Texto-fonte –
Eleições 2020: Mulheres negras enfrentam o racismo e avançam na ocupação da política

Leila Arruda, candidata a prefeita, perdeu a vida. Outras tantas candidatas enfrentaram o racismo em suas faces mais cruéis. O avanço das mulheres negras na política também revela a perversidade do preconceito racial no país.  

Kamylla Caroline, PT Goiás
Ana Clara, Redação Elas Por Elas

O Brasil constrói sua história há anos em cima de um racismo disfarçado e ilustrado em tudo que a sociedade vive. Na política não seria diferente: na pirâmide de prioridades e importância social, as pessoas negras estão na base, como maioria, e consequentemente menos valorizadas. Afunilando um pouco mais nessa desvalorização, estão as mulheres negras que além de não serem incentivadas às carreiras políticas, têm suas campanhas descredibilizadas e desacreditadas pelo famoso padrão de políticos que é constituído por homens velhos, brancos de classe média alta.

 Essa luta tende a ser ainda maior quando essas mulheres, reconhecendo essa dificuldade, começam a lutar pelos direitos colocando assim, a candidatura unânime desses homens em risco, lançando suas candidaturas e acreditando nelas. Apesar da capacidade de governar dessas mulheres ser questionada a todo tempo, a candidatura da mulher negra no Brasil já é uma realidade e as eleições puderam comprovar isso.

As mulheres ocupam cerca de 13,05% das cadeiras do executivo em todas as vertentes políticas no país, sendo apenas 4,5% negras. Porém, no ano de 2020 essa realidade foi transformada devido à ascensão dos movimentos negros que capacitou, credibilizou e confiou nessas mulheres o poder de mudança.

Dados –
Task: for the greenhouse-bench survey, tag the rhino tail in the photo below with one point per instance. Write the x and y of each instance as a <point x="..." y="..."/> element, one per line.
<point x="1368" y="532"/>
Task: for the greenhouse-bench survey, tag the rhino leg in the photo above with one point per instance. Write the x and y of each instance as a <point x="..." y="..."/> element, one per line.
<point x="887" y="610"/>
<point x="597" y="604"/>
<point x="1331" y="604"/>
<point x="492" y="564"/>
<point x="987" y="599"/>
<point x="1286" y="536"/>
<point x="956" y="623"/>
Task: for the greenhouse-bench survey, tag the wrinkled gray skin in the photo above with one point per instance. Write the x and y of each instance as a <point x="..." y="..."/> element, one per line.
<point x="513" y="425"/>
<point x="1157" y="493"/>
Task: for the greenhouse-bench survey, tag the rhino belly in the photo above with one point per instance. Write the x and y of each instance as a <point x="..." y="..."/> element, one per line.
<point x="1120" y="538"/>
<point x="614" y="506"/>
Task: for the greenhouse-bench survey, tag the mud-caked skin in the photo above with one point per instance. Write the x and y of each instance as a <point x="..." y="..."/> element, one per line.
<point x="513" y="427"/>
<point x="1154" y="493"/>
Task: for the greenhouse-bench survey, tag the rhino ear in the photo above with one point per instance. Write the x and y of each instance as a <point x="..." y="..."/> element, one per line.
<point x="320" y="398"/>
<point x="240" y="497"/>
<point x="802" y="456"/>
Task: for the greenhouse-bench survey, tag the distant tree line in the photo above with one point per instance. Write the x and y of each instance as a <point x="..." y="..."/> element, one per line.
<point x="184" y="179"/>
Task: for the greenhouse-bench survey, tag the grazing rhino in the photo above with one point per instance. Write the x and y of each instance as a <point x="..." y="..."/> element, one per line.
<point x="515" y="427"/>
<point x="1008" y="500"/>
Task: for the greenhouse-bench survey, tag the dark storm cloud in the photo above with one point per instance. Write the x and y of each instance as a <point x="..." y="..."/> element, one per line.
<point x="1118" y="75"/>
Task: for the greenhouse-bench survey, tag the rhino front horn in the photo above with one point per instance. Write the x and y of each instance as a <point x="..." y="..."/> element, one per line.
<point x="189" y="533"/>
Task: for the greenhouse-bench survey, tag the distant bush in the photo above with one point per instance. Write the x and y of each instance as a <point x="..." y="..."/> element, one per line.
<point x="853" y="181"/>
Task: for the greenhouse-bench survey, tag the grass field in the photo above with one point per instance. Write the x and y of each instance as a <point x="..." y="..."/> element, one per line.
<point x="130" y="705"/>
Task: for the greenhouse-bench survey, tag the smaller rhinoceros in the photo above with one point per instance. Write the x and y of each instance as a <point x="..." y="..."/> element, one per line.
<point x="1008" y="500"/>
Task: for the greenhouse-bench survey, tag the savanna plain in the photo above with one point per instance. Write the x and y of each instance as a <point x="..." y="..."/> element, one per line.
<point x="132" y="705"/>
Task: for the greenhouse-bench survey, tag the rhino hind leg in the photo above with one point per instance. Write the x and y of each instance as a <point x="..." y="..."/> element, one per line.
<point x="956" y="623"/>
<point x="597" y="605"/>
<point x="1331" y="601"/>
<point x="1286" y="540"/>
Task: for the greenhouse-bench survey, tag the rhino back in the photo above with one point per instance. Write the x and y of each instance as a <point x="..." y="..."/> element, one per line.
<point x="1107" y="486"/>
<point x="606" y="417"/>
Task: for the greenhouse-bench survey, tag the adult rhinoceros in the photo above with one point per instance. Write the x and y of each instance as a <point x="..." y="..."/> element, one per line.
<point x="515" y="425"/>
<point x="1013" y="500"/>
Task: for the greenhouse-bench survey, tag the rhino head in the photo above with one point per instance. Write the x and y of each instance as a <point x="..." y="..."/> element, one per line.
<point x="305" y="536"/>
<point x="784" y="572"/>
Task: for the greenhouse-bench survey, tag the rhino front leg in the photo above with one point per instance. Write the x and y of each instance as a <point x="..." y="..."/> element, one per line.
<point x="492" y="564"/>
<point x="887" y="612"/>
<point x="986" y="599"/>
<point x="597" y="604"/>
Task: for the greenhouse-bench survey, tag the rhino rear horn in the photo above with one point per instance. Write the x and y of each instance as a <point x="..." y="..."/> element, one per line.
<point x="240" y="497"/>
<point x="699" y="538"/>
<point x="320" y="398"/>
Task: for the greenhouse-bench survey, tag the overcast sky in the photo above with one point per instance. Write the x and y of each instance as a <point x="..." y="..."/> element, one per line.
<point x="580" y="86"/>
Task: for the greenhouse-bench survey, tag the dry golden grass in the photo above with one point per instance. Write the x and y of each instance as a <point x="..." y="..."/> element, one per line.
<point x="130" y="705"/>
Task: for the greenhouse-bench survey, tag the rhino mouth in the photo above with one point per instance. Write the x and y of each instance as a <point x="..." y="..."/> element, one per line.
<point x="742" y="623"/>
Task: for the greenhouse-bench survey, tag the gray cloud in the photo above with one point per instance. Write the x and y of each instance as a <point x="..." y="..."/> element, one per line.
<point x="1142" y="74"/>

Tarefas a realizar –
A) Segundo o texto sobre as mulheres negras nas eleições de 2020, qual é a parcela aproximada das cadeiras do executivo no país ocupada por mulheres?
B) Prossiga com o texto sobre as mulheres negras nas eleições de 2020 a partir da última frase apresentada.

Respostas esperadas –
A) Cerca de 13,05%.

B)
O desafio que a mulher negra enfrentou nas eleições foi o reflexo de desafios diários que elas enfrentam nesta sociedade. Segundo o Atlas da Violência de 2019, 66% das mulheres assassinadas eram negras. E 63% das casas chefiadas por mulheres estão abaixo da linha da pobreza, de acordo com a Síntese dos Indicadores Sociais do IBGE. Quando uma parcela dessa população feminina negra tem a possibilidade de ascender socialmente ela se inquieta e começa a buscar respostas para as questões que insistem em colocar o negro como inferior e a mulher negra como incapaz. Neste ano, 13 mulheres negras entre as candidaturas mais votadas nas capitais brasileiras. No entanto, a luta apenas começou. 

 

Mulheres negras do PT

 

Em 2020, o PT elegeu 226 vereadoras negras em todo país, um avanço para a construção e a consolidação combate ao racismo e o fortalecimento da pauta antirracista. Esse fenômeno se soma ao aumento da aumento da participação de mulheres do PT nas Câmaras Municipais em todo país. Levantamento preliminar interno registrou 453 vereadoras eleitas contra 444 em 2016. As regiões que lideraram esse desempenho, em tempos tão desafiadores, foram Sul, Nordeste e Sudeste. Em primeiro lugar, Rio Grande do Sul (96), seguido de Bahia (60), Santa Catarina (47), SP (45), Piauí (43) e Ceará (41). 

Segundo levantamento do Brasil de Fato, treze mulheres negras e três mulheres transexuais estão entre as dez candidaturas mais votadas em grandes capitais do Brasil. Eleita para a Câmara Municipal de São Paulo, Erika Hilton (PSOL) é a única que aparece nas duas contagens por ser negra e mulher trans. 

Em São Borja, a vereadora eleita Lins Robalo (PT-RS), mulher negra e trans, aponta a importância da diversidade para o cenário político brasileiro.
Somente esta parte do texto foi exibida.